The notion is rooted in the Federal Reserve’s control of the nation’s money supply. The Bureau of Engraving and Printing, part of the U.S. Treasury, is responsible for printing currency.

“Although the Bureau of Printing and Engraving prints it, it delivers it to the Fed, and then the Fed gets to decide how much of it to put out into the economy,” says W. Michael Cox, director of the O’Neil Center for Global Markets and Freedom at Southern Methodist University’s Cox School of Business. He’s also former chief economist of the Federal Reserve Bank of Dallas.

In a way, Reiss of the Brooklyn Law School says, “the Fed can create money and does so in a variety of ways.” What he means is the Fed can increase the money supply through its monetary tools. Since the end of 2008, it has used “quantitative easing,” or QE, a term used to describe the Fed’s strategy to boost the supply of money. In the latest round of QE, the Fed has undertaken the monthly purchase of $85 billion in assets over the past year.

## Dataset excerpt
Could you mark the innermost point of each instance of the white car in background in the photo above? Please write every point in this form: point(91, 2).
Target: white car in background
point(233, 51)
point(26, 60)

## Tasks
1) According to the passage on the Federal Reserve and the money supply, which agency is responsible for printing currency?
2) Resume the passage on the Federal Reserve and the money supply, picking up after its last sentence.
The listing is separate material, distinct from the passage on the Federal Reserve and the money supply.

## Results of the exercise
1) The Bureau of Engraving and Printing, part of the U.S. Treasury.

2)
If you want to describe the process correctly, you might take a cue from St. Lawrence University’s Horwitz. The central bank isn’t in the printing business, but it has some control of the process.

“The money that the Fed creates is all done electronically in the form of bookkeeping entries that expand the deposit accounts that banks hold at the Fed,” he says.